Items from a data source
——————————
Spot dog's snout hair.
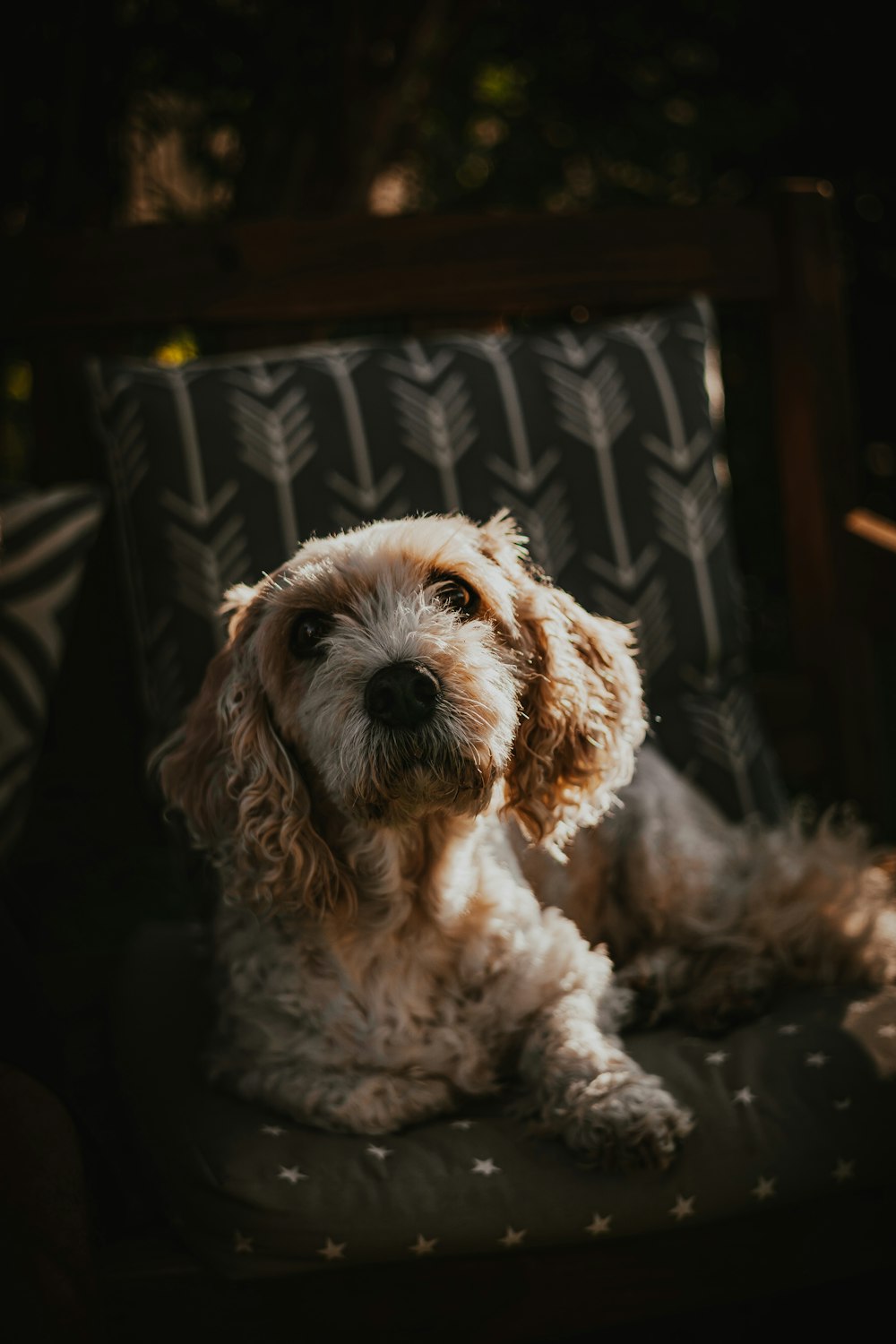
[150,515,896,1166]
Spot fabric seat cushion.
[118,924,896,1279]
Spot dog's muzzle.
[364,661,442,733]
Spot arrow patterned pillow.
[90,300,783,819]
[0,486,103,855]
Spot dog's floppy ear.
[481,515,645,852]
[154,585,353,913]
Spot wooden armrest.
[844,508,896,551]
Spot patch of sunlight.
[3,359,32,402]
[151,328,199,368]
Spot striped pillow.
[0,486,105,857]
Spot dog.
[159,513,896,1167]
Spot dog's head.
[154,515,643,905]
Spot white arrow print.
[311,349,404,518]
[546,346,657,591]
[684,687,762,816]
[591,574,675,677]
[532,327,606,368]
[161,368,237,527]
[168,516,248,647]
[495,480,575,578]
[229,387,317,554]
[648,462,726,667]
[391,374,478,513]
[616,322,712,472]
[380,340,454,383]
[458,336,560,495]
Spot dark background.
[0,0,896,688]
[0,0,896,518]
[0,0,896,1332]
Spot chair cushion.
[118,925,896,1279]
[89,301,783,819]
[0,486,105,855]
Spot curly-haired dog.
[155,516,896,1164]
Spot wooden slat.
[0,207,777,328]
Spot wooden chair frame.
[0,180,896,1340]
[0,180,896,827]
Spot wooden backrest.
[0,180,892,824]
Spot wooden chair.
[0,180,896,1340]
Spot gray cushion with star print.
[90,301,783,819]
[119,925,896,1277]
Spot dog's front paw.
[555,1073,694,1169]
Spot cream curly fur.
[159,515,896,1166]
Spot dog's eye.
[433,574,479,618]
[289,612,333,659]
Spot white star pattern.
[669,1195,696,1223]
[277,1167,307,1185]
[750,1176,778,1203]
[806,1050,829,1069]
[470,1158,501,1176]
[317,1236,347,1260]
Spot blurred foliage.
[0,0,896,516]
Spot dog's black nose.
[364,663,442,728]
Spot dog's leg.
[212,1062,457,1134]
[520,989,694,1168]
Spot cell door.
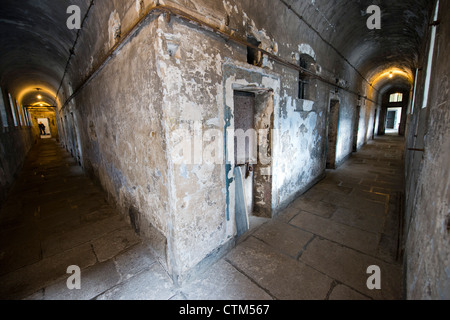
[327,100,339,169]
[234,91,257,236]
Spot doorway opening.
[38,118,52,139]
[385,108,402,135]
[233,88,274,237]
[353,106,361,152]
[327,100,340,169]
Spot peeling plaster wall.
[61,16,171,269]
[405,1,450,300]
[54,0,382,281]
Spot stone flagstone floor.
[0,136,403,300]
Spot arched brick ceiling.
[0,0,88,105]
[286,0,435,89]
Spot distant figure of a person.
[39,122,46,136]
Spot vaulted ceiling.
[0,0,434,105]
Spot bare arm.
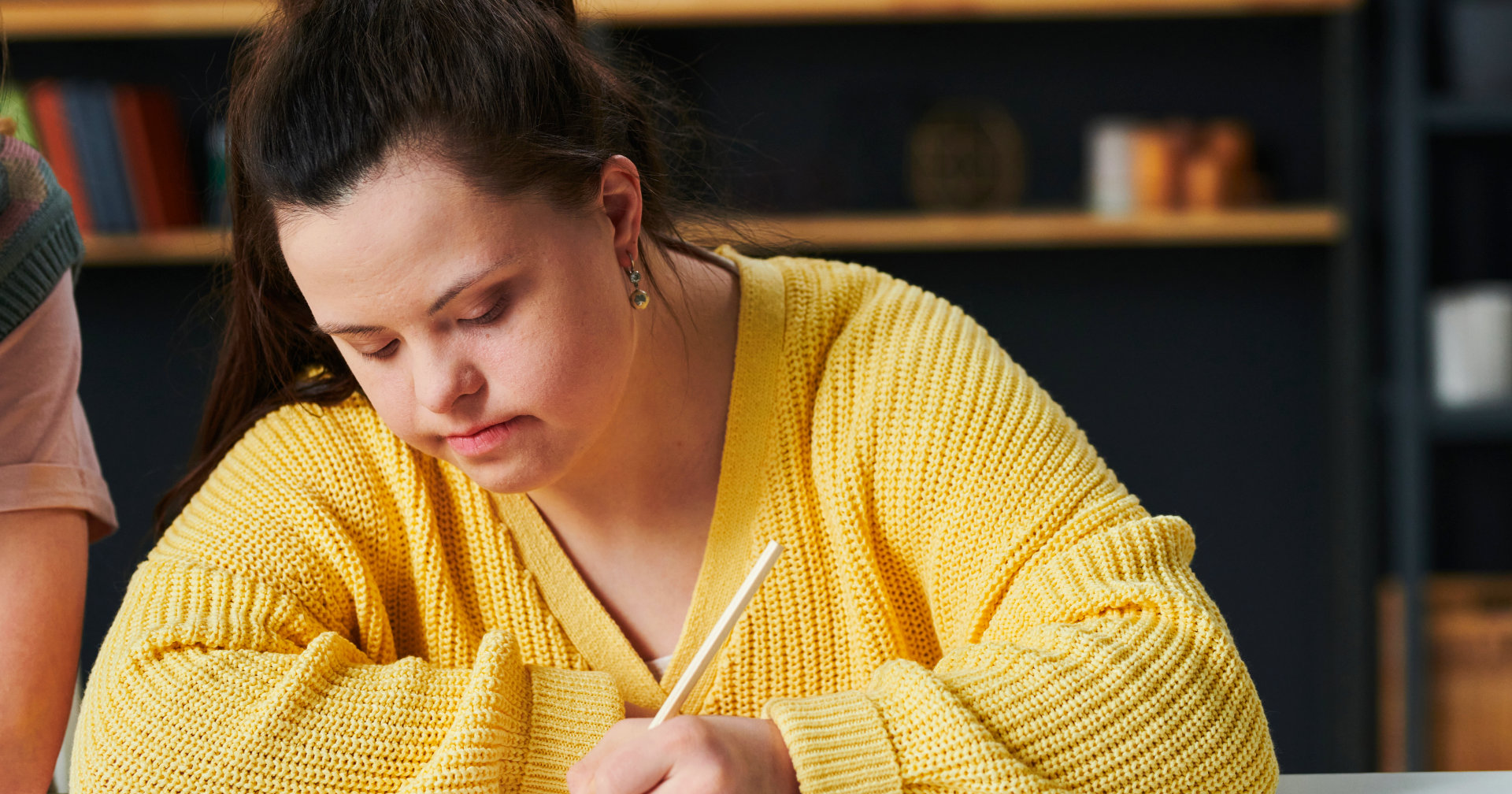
[0,510,89,794]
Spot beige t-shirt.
[0,273,117,541]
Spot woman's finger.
[569,720,676,794]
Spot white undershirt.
[646,655,671,681]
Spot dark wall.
[854,248,1338,773]
[74,266,215,669]
[26,10,1369,773]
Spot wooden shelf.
[85,207,1344,265]
[701,207,1344,251]
[5,0,1361,39]
[85,228,232,265]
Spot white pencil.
[652,540,782,728]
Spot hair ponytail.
[156,0,713,529]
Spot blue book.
[62,80,139,233]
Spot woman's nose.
[414,352,482,413]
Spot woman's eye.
[357,339,399,358]
[463,298,505,325]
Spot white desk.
[1276,771,1512,794]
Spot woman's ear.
[598,154,641,265]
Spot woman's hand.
[567,717,799,794]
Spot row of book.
[0,80,206,235]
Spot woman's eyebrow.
[426,255,516,314]
[314,322,383,336]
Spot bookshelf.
[5,0,1361,39]
[12,0,1373,771]
[85,207,1344,266]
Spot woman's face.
[278,156,639,493]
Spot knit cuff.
[0,195,85,339]
[520,666,624,794]
[765,692,902,794]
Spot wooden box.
[1379,575,1512,771]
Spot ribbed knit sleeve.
[71,398,623,794]
[766,278,1277,794]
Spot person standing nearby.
[0,113,117,794]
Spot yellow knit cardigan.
[72,248,1276,794]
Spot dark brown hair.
[156,0,710,529]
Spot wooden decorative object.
[909,100,1025,210]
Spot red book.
[115,86,199,230]
[30,80,94,232]
[112,85,168,232]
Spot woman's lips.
[446,416,520,457]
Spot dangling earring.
[629,258,652,309]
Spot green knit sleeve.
[0,136,85,339]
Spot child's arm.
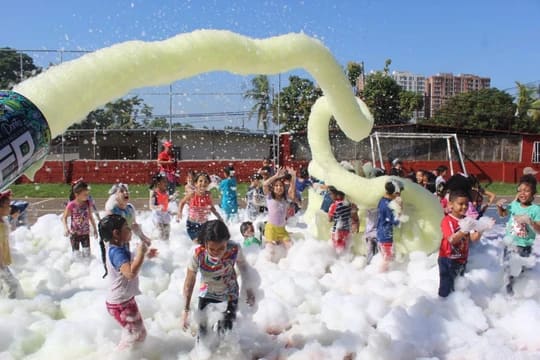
[287,167,297,201]
[263,168,285,195]
[182,269,197,330]
[62,206,71,236]
[88,206,98,238]
[120,242,148,280]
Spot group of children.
[0,167,540,348]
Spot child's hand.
[246,289,255,306]
[181,310,189,330]
[514,214,532,225]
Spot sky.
[0,0,540,126]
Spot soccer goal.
[369,131,467,175]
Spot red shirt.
[158,150,176,173]
[439,214,470,264]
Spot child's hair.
[518,174,536,195]
[69,178,88,201]
[193,172,212,183]
[98,214,126,278]
[197,220,231,245]
[240,221,255,236]
[149,172,167,190]
[109,183,129,195]
[448,189,469,202]
[384,180,403,195]
[436,165,448,175]
[328,186,345,199]
[223,165,234,176]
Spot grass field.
[6,183,516,199]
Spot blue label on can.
[0,90,51,190]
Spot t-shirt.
[506,200,540,246]
[188,241,245,302]
[107,245,141,304]
[219,177,238,213]
[439,214,470,264]
[377,197,399,243]
[151,189,171,224]
[189,191,213,224]
[328,200,352,231]
[66,200,90,235]
[158,150,176,174]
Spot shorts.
[105,297,146,348]
[379,243,394,261]
[437,257,465,297]
[264,222,291,244]
[332,230,351,251]
[69,234,90,251]
[186,220,202,240]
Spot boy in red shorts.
[377,180,403,272]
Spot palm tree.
[244,75,272,134]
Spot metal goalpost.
[369,131,467,175]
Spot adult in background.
[388,158,405,177]
[157,140,179,195]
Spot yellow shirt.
[0,220,11,266]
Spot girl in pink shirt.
[176,173,222,241]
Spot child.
[99,214,157,350]
[497,175,540,295]
[246,173,267,220]
[176,173,222,241]
[0,190,19,299]
[263,168,296,259]
[364,209,379,265]
[240,221,262,247]
[105,183,152,250]
[438,190,480,297]
[328,188,358,255]
[377,180,403,272]
[62,179,97,259]
[149,173,174,240]
[219,166,238,221]
[182,220,255,337]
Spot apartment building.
[392,71,426,122]
[424,73,491,117]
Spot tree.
[69,96,153,130]
[399,90,424,121]
[272,75,322,131]
[0,47,41,90]
[345,61,364,95]
[360,71,403,125]
[244,75,272,134]
[430,88,516,131]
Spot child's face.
[206,241,227,259]
[0,198,11,216]
[450,196,469,217]
[119,223,131,244]
[75,189,90,201]
[158,178,167,191]
[244,226,255,237]
[517,183,534,204]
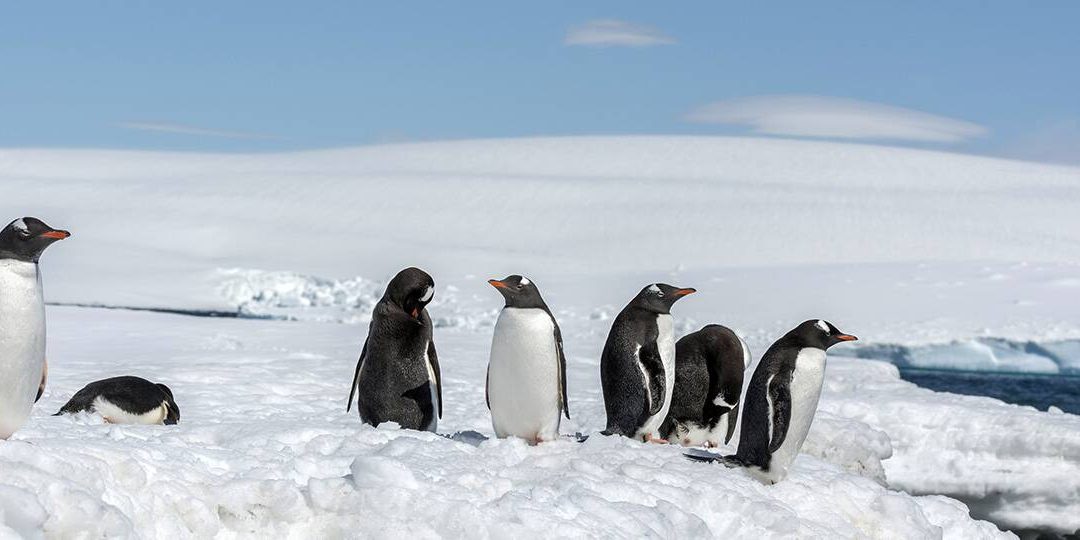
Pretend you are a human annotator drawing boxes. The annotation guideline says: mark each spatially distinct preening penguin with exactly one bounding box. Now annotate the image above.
[600,283,696,442]
[487,275,570,444]
[0,217,71,438]
[54,376,180,426]
[660,324,751,446]
[688,320,858,484]
[346,268,443,432]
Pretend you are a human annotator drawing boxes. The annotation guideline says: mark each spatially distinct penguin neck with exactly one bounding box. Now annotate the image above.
[0,258,40,281]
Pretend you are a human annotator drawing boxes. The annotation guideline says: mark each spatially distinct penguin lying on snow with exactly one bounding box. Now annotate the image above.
[600,283,696,442]
[0,217,71,440]
[687,320,858,484]
[53,376,180,426]
[487,275,570,444]
[660,324,750,446]
[346,268,443,432]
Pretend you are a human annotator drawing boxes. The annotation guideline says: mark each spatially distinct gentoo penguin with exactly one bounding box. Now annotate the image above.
[660,324,750,446]
[487,275,570,444]
[0,217,71,438]
[688,320,858,484]
[346,268,443,432]
[600,283,696,442]
[53,376,180,426]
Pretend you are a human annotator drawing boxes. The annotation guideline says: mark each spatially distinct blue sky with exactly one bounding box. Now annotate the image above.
[0,1,1080,163]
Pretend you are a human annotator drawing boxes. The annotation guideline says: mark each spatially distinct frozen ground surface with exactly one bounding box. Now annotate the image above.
[0,137,1080,538]
[0,308,1010,538]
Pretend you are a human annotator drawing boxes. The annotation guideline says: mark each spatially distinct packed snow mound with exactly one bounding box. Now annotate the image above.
[837,338,1080,375]
[814,357,1080,534]
[0,308,1008,539]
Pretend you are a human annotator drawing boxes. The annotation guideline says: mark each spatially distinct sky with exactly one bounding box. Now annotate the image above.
[0,0,1080,163]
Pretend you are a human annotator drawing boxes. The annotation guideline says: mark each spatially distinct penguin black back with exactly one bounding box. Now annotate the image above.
[347,268,443,431]
[600,283,694,437]
[734,320,855,471]
[54,375,180,424]
[661,324,750,445]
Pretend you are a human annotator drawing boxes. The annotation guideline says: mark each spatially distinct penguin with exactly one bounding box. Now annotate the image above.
[687,320,859,484]
[0,217,71,440]
[660,324,751,447]
[53,376,180,426]
[600,283,697,443]
[346,268,443,432]
[486,274,570,444]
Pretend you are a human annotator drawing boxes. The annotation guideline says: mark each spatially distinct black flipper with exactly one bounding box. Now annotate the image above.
[552,318,570,420]
[637,341,666,416]
[769,374,792,454]
[724,403,739,444]
[345,338,367,413]
[428,340,443,420]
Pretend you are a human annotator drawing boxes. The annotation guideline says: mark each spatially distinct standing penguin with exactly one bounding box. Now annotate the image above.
[346,268,443,432]
[600,283,697,442]
[688,320,858,484]
[660,324,750,446]
[487,275,570,444]
[0,217,71,438]
[53,375,180,426]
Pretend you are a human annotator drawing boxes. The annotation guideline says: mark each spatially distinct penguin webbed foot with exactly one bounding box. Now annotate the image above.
[683,448,746,469]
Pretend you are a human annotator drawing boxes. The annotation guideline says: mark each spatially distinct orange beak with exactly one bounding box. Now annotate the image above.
[41,231,71,240]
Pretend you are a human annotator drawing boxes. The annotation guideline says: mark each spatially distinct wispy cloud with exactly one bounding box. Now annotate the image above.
[117,122,281,140]
[685,95,987,143]
[563,18,675,46]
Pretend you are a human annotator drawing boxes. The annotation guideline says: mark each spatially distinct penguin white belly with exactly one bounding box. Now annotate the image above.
[487,308,561,441]
[423,348,438,433]
[637,313,675,438]
[768,348,825,482]
[93,395,168,424]
[0,259,45,438]
[672,414,731,447]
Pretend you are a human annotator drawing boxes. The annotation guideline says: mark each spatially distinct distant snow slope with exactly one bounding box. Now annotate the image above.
[0,137,1080,308]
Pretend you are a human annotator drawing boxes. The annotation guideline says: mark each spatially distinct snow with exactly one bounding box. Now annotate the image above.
[0,308,1004,538]
[0,137,1080,538]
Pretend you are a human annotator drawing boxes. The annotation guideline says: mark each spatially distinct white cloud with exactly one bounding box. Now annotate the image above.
[685,95,987,143]
[117,122,281,140]
[563,18,675,46]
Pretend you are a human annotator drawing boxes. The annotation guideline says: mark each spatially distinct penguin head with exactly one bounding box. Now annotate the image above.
[158,382,180,426]
[791,319,859,350]
[382,267,435,322]
[632,283,698,313]
[0,217,71,262]
[487,274,546,308]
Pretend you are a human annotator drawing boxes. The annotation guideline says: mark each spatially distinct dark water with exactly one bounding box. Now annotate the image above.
[900,367,1080,415]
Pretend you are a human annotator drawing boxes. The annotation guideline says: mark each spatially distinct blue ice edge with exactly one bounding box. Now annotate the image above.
[831,337,1080,376]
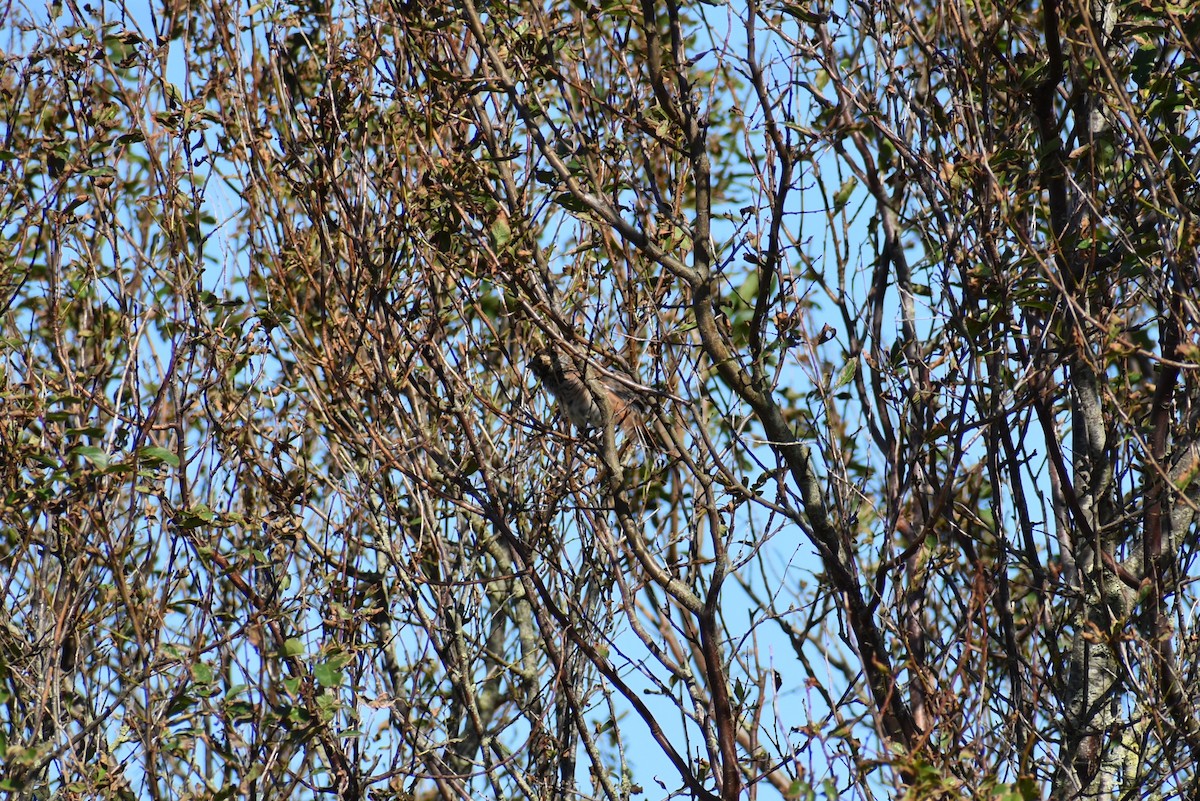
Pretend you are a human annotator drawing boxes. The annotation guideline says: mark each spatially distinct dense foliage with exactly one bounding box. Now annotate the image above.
[0,0,1200,801]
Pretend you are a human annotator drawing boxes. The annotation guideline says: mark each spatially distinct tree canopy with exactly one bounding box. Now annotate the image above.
[0,0,1200,801]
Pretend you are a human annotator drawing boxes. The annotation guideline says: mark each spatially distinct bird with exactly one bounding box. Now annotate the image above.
[527,348,646,436]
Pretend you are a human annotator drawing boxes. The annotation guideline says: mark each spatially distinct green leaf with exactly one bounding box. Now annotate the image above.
[312,660,343,687]
[833,356,858,390]
[138,445,179,468]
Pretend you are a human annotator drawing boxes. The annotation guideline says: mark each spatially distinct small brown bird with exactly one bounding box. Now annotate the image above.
[528,348,644,436]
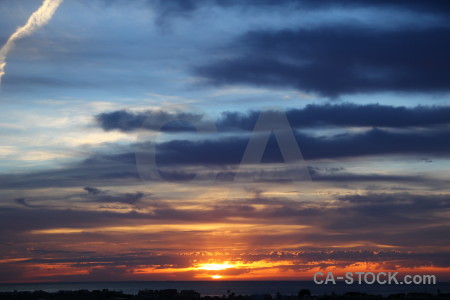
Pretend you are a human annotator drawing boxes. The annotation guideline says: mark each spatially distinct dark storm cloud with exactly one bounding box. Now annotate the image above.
[195,26,450,98]
[153,128,450,165]
[0,128,450,190]
[95,103,450,132]
[147,0,450,16]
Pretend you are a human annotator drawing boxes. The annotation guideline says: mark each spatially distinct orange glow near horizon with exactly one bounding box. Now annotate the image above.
[198,262,233,271]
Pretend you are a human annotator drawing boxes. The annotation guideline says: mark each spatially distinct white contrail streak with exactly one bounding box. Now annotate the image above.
[0,0,63,86]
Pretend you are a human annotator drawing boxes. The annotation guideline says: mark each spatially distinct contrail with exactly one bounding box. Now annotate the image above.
[0,0,63,86]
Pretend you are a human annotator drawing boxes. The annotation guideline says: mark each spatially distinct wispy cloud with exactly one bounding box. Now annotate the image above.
[0,0,63,86]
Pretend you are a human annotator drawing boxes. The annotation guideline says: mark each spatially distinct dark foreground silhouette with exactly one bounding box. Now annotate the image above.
[0,289,450,300]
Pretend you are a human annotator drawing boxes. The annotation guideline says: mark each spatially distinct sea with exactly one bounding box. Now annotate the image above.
[0,280,450,297]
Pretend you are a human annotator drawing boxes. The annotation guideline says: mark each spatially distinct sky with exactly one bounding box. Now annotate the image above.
[0,0,450,283]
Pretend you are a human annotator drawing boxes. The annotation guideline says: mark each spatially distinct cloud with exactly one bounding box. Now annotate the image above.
[147,0,450,16]
[0,0,63,85]
[194,26,450,98]
[84,187,145,204]
[95,103,450,132]
[95,110,203,132]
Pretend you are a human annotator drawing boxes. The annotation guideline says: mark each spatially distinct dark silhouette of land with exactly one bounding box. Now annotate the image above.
[0,289,450,300]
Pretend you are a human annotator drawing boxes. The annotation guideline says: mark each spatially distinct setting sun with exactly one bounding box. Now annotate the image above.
[198,262,233,272]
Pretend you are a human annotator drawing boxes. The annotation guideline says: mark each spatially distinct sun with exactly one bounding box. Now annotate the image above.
——————————
Copy out the lines above word for word, starting with the line containing "distinct white cloud" and ending with the line containing "[900,367,1080,415]", both included.

Pretend you are a human annotator drawing boxes. The annotation guideline says: mark each spatially distinct white cloud with exactly one bounding box. Now annotate the image above.
[685,95,987,143]
[117,122,281,140]
[563,18,675,46]
Pretend you are a human annotator drawing boxes. The annotation guideline says: mark each spatially distinct penguin head with exactly one bounding box. Now annotate the image above.
[158,382,180,426]
[791,319,859,350]
[382,267,435,322]
[632,283,698,313]
[0,217,71,262]
[487,274,546,308]
Pretend you are a human annotator drawing boxes. The annotation guideline says: mark each spatially distinct dark water with exactly one bounding box. Now annotate the image above.
[900,367,1080,415]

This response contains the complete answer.